[Input]

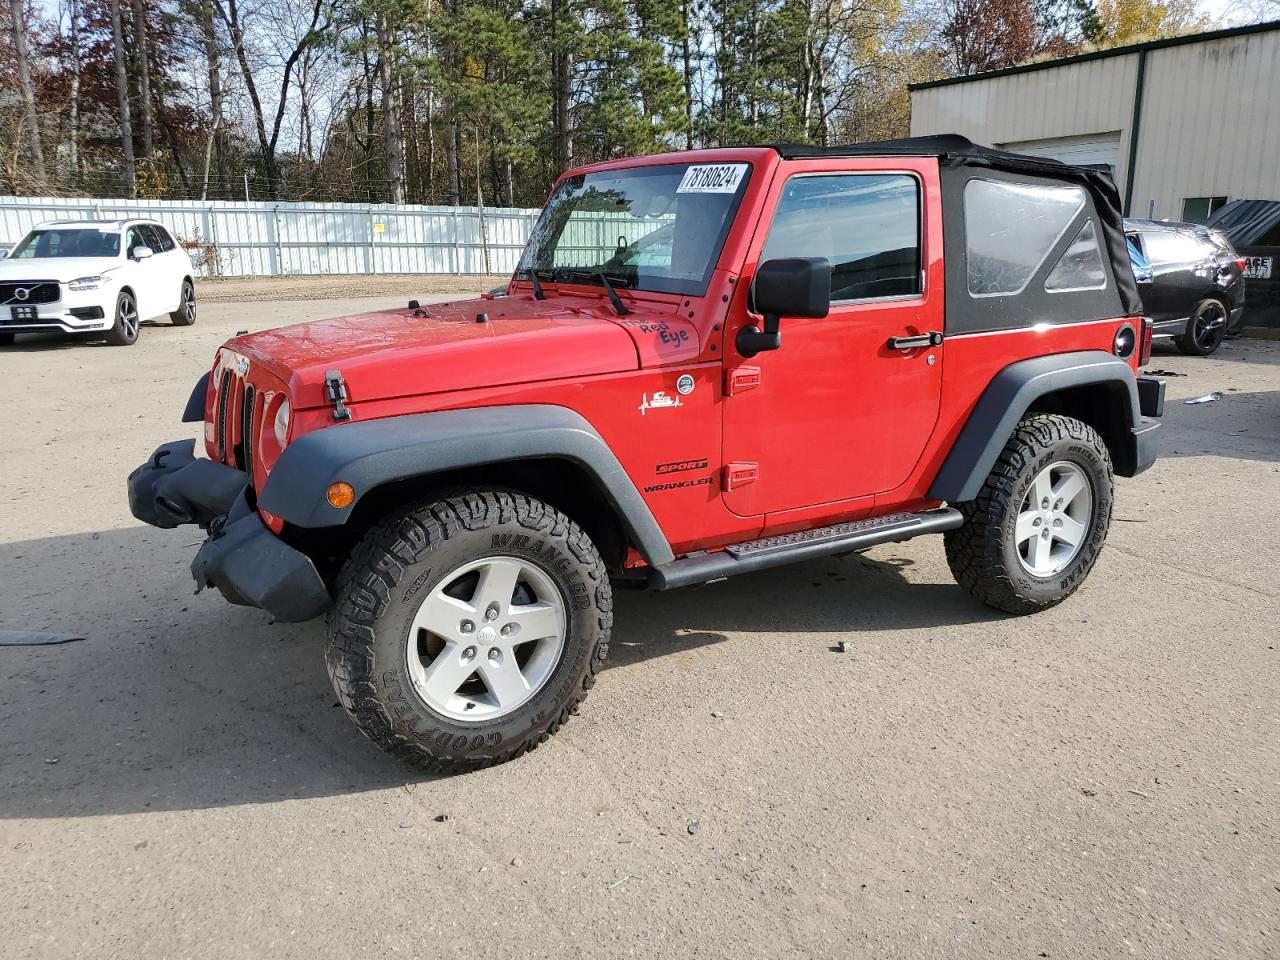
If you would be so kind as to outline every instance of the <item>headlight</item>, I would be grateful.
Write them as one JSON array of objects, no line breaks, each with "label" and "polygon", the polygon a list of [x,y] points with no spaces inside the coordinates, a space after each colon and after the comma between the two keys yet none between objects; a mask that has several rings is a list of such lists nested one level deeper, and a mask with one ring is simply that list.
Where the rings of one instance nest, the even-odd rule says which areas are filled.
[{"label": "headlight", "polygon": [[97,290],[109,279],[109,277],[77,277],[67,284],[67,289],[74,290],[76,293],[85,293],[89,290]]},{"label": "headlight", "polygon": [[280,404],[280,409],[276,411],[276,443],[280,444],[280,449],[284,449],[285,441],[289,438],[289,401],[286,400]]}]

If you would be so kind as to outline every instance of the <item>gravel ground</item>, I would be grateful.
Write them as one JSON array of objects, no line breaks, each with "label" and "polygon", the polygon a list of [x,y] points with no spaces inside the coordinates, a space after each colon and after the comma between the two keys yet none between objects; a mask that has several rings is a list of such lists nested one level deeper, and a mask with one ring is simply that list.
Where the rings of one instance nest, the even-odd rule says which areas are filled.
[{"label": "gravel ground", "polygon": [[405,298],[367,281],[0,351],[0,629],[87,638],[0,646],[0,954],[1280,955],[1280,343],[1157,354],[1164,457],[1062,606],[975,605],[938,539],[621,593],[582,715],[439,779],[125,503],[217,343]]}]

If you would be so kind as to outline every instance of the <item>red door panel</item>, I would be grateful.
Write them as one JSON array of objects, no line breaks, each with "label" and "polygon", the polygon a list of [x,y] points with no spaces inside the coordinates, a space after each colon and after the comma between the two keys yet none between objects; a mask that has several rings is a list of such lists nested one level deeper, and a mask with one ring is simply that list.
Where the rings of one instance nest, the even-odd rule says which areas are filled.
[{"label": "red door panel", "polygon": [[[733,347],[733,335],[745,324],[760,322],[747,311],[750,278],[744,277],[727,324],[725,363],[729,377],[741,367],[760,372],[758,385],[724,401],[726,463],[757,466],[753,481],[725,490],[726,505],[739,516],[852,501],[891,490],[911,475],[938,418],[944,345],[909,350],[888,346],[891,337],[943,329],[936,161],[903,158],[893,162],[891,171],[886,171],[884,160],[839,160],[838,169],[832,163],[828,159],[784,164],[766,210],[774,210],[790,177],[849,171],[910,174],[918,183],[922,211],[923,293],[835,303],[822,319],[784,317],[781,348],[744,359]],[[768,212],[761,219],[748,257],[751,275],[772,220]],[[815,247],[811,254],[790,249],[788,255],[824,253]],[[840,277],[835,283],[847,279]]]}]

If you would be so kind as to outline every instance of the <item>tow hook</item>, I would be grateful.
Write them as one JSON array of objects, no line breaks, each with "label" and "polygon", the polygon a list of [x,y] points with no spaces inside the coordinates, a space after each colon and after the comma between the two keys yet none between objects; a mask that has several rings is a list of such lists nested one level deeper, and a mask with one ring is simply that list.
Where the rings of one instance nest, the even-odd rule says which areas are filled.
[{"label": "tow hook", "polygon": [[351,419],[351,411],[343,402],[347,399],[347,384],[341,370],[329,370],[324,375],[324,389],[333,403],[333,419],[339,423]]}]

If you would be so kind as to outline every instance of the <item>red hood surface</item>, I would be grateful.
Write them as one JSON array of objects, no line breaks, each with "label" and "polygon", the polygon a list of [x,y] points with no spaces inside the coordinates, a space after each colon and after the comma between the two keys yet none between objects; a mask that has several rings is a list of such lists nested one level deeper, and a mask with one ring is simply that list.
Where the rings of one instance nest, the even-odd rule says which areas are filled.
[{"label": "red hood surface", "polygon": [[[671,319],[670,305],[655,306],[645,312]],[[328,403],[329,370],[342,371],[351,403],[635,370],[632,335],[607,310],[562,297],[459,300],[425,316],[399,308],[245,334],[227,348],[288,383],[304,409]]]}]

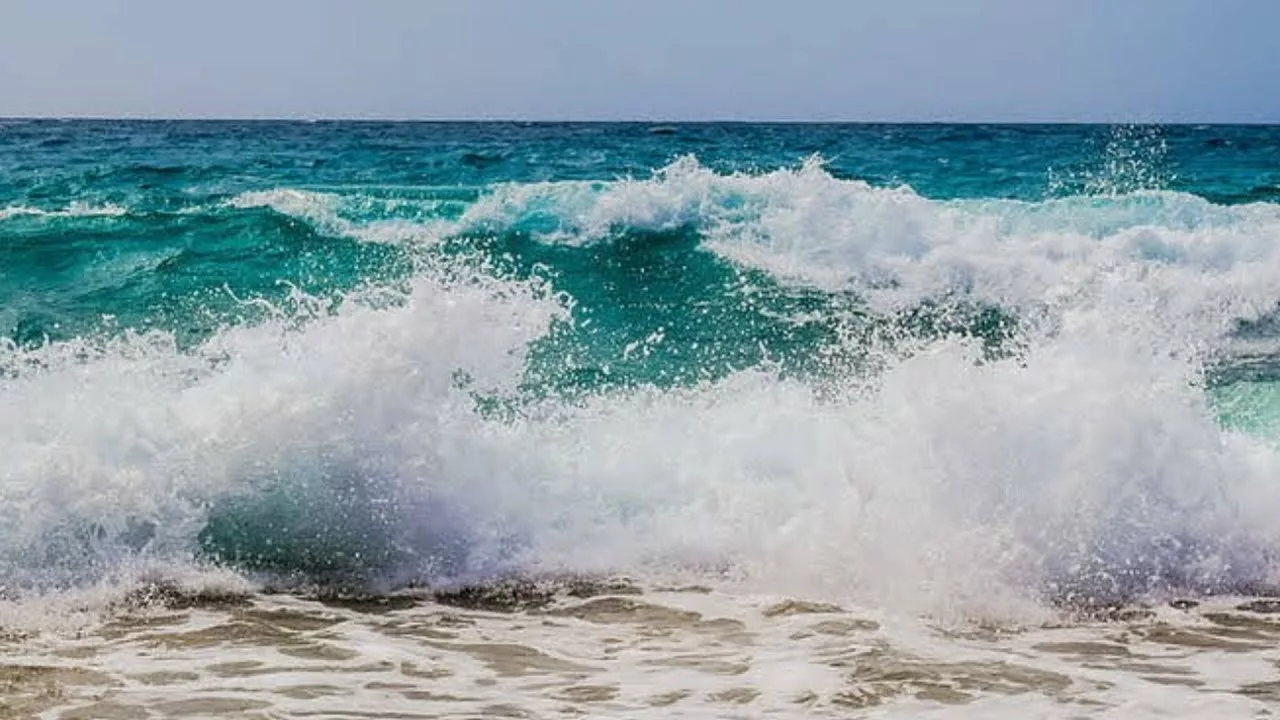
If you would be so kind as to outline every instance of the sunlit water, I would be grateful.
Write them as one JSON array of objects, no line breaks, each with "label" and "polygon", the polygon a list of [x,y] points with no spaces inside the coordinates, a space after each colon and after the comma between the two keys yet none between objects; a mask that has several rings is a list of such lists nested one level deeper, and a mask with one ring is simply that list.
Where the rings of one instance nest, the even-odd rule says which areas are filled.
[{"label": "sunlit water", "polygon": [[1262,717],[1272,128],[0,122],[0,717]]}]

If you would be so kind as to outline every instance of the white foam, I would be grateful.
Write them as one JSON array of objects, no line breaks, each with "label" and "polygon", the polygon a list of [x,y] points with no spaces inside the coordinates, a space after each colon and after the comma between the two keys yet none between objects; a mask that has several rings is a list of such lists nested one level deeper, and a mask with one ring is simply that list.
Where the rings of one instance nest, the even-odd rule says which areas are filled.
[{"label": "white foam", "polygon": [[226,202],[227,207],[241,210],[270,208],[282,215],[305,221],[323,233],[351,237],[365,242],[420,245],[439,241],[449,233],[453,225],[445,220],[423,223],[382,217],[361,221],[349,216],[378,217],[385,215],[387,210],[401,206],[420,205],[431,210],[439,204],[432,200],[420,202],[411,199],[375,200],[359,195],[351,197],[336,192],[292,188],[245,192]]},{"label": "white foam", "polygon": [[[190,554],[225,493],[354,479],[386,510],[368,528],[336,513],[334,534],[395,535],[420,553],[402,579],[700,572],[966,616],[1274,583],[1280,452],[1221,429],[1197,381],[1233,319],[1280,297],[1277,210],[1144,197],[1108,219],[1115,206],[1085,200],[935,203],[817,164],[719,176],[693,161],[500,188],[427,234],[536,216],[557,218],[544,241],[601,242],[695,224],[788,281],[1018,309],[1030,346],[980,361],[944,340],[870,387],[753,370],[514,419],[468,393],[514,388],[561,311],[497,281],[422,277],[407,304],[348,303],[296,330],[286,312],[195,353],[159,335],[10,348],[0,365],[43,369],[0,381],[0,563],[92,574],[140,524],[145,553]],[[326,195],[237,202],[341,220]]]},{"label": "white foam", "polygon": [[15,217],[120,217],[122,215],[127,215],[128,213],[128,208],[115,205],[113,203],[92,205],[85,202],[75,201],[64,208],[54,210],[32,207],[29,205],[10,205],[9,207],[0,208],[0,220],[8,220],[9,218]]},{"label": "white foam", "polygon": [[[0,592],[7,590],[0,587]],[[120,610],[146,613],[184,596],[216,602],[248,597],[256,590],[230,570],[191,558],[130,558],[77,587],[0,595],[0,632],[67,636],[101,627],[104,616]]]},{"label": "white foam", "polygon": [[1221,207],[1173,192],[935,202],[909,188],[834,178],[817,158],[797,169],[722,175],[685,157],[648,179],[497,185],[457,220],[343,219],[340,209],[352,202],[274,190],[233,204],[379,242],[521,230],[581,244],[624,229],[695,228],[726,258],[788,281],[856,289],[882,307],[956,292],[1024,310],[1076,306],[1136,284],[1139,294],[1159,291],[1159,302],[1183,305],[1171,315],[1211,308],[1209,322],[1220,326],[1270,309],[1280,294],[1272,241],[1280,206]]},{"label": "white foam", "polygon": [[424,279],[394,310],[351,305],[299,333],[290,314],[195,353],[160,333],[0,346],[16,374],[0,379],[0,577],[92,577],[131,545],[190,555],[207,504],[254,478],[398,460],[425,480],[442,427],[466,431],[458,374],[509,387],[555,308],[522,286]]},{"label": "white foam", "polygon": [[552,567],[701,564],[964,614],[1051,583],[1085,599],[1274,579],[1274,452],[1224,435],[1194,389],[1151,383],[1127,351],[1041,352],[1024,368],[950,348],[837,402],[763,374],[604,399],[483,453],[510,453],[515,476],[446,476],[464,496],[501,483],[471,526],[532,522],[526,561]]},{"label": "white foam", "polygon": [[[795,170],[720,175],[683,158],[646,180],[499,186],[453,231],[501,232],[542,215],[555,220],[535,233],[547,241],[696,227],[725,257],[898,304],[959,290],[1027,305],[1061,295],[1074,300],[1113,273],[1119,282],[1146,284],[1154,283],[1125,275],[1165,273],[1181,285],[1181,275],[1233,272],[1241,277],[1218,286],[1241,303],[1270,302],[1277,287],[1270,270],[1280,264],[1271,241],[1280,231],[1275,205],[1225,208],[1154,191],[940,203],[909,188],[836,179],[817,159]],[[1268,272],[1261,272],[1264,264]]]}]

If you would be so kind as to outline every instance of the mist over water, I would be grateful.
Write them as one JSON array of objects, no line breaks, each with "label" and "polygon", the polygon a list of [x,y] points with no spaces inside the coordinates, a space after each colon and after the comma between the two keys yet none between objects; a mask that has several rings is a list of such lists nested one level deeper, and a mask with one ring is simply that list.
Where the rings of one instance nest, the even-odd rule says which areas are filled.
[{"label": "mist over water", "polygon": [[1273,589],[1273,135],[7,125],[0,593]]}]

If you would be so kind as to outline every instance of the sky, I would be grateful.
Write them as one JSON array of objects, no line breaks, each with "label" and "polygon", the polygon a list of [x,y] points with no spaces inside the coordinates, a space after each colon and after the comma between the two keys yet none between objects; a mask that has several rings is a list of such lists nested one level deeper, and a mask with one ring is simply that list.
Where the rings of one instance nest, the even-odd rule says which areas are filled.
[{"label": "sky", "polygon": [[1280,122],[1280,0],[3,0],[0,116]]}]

[/Input]

Exercise details: Copy nothing but the lines from the top of the data down to the line containing "panel</item>, I would be grateful.", and leave the pictures out.

Response to the exercise:
If you would be so kind as to outline every instance of the <item>headlight</item>, I would be grateful.
Write them as one JSON array of objects, no line breaks, each with "label" and "polygon", the polygon a list of [x,y] points with no spaces inside the coordinates, a space after each colon and after the comma between the two keys yet none between objects; a mask that has several rings is a list of such lists nested one level deeper, and a mask with one ring is simply that list.
Where the rings of one instance nest, the even-odd rule says which areas are filled.
[{"label": "headlight", "polygon": [[97,290],[109,279],[109,277],[77,277],[67,284],[67,289],[74,290],[76,293],[85,293],[89,290]]},{"label": "headlight", "polygon": [[280,404],[280,409],[276,411],[276,443],[280,444],[280,449],[284,449],[285,441],[289,438],[289,401],[286,400]]}]

If you would be so kind as to outline every instance of the <item>gravel ground</item>, I would be grateful.
Write them as one JSON array of objects, no line breaks, each with "label" and "polygon", the polygon a list of [x,y] points with no spaces inside the coordinates, a space after each colon and after the comma between the two keys yet none between objects; a mask that has several rings is a list of such lists nested one level deeper, and a mask with one ring is simply that list.
Where the rings of one instance nest, the even-odd rule says which areas are filled.
[{"label": "gravel ground", "polygon": [[405,298],[367,281],[0,351],[0,629],[87,638],[0,646],[0,954],[1280,955],[1280,343],[1157,354],[1164,457],[1062,606],[975,605],[938,539],[621,593],[582,715],[439,779],[125,503],[217,343]]}]

If you would be so kind as to outline every instance of the <item>red door panel</item>, I would be grateful.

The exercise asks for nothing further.